# Secret "unoptimization" in F.E.A.R. for ATI users?



## Nyte (Nov 10, 2005)

Here's a neat trick that has just sprung up. Users of any R520 based video card can rename their "FEAR.exe" to "anythingelse.exe" will see a marked improvement in the area of 10-15%.

EDIT: I've just confirmed that this will work for R4XX based cards. Tested it on my X700 and X850XT PE and saw improvements in the average of ~10 fps.

*View at TechPowerUp Main Site*


----------



## Thermopylae_480 (Nov 10, 2005)

Why is this occuring?  That sounds extremely fishy to me.  Is it ATI or Monolith that has caused this?


----------



## Tory (Nov 10, 2005)

Great! This is just what I needed. I was seeing as low as 17 fps in some places with my X800XT @ 545/570


----------



## prophylactic (Nov 10, 2005)

I went ahead and did this little trick, not really expecting anything; however, I did honestly get a 10 (or more) FPS boost.  Seems quite unfair to ATI.. looking at all these loaded benchmarks on anandtech and whatnot.


----------



## Thermopylae_480 (Nov 10, 2005)

I too got the additional 10fps with a X800.  What the heck:shadedshu  !  Did they honestly expect to keep this a secret forever?  This makes me rather angry.


----------



## boruvka (Nov 10, 2005)

I don't understand your faked surprise. 

I have a nVidia Gayforce card.

nVidia pays *a lot of money* so the game publishers insert the "runs best on nVidia" logo. Obviously, that money does not go into overall better games. Why should a company pay for overall better games if it is mere chance the game is played on their hardware?
The money is paid -if everyone of us is lucky- solely into that silly logo, advertising. Spam, if you want. The game does not get cheaper if there are ads at its start displayed, right? So they force you to see advertising even if you buy a game. Like pay TV *WITH *ads.

That lot of money wasn't put under nVidia's CEO's pillow by the tooth fairy. No.
Ultimately, those people that buy nVidia products help fund that money that doesn't go into better hardware, but into ad-spam.
So we gamers are twice the fools. First, we pay for games but still get ads, second, we pay for the ads to be inserted into the game.
Some nVidia CEO must be laughing his ass off.

But I have to come back to my mentioning "if everyone of us is lucky".
I think we're not.
Why pay for ads, if you can boost your sales by funding a game company, too?
Let's assume company A pays a game publisher XY to make sure the approximately equal hardware of company B does not perform so well when playing XY's games.

:: Dataset entries ::
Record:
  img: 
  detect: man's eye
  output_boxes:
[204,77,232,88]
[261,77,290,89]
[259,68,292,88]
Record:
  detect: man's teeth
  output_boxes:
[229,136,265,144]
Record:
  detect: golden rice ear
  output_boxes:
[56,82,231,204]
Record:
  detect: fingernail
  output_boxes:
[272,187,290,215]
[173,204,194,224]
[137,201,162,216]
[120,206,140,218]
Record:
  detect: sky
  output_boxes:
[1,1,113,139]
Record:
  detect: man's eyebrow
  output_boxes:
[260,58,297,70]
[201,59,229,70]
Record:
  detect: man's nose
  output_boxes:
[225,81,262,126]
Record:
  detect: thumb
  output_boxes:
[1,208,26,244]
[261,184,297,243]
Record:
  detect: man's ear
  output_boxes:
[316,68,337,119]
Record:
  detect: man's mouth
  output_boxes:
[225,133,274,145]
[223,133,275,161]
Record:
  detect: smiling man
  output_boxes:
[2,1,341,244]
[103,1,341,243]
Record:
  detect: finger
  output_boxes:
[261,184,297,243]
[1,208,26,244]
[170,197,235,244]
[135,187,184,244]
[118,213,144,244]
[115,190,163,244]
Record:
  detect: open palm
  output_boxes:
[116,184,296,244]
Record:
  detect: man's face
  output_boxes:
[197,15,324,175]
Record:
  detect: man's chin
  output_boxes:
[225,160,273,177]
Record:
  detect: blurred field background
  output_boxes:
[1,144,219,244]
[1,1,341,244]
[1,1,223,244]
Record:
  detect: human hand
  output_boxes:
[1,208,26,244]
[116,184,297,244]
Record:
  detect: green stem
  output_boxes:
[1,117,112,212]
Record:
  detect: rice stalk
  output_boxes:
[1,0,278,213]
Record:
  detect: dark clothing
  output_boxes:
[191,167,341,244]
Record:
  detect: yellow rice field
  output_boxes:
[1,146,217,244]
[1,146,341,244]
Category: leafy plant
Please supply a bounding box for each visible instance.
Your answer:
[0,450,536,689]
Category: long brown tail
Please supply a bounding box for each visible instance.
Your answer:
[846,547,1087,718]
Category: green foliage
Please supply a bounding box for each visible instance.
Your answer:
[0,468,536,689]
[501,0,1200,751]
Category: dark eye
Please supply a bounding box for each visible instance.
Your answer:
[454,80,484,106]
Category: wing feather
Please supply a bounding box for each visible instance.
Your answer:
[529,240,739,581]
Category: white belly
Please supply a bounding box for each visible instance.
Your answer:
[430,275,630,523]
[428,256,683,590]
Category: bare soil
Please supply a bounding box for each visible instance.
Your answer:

:: What needs to be done ::
Decide whether each statement agrees with the forum thread on F.E.A.R. performance, answering yes or no and quoting the words from the thread that settle it. 1. The first post claims that renaming "FEAR.exe" gives R520 based cards an improvement of roughly 10-15%. 2. Tory mentions frame rates as low as 17 fps with an X800XT. 3. Thermopylae_480 reports a gain of about 5 fps with an X800. The records have nothing to do with the text.

:: Final result ::
1. Yes: "will see a marked improvement in the area of 10-15%."
2. Yes: "I was seeing as low as 17 fps in some places with my X800XT @ 545/570"
3. No: "I too got the additional 10fps with a X800."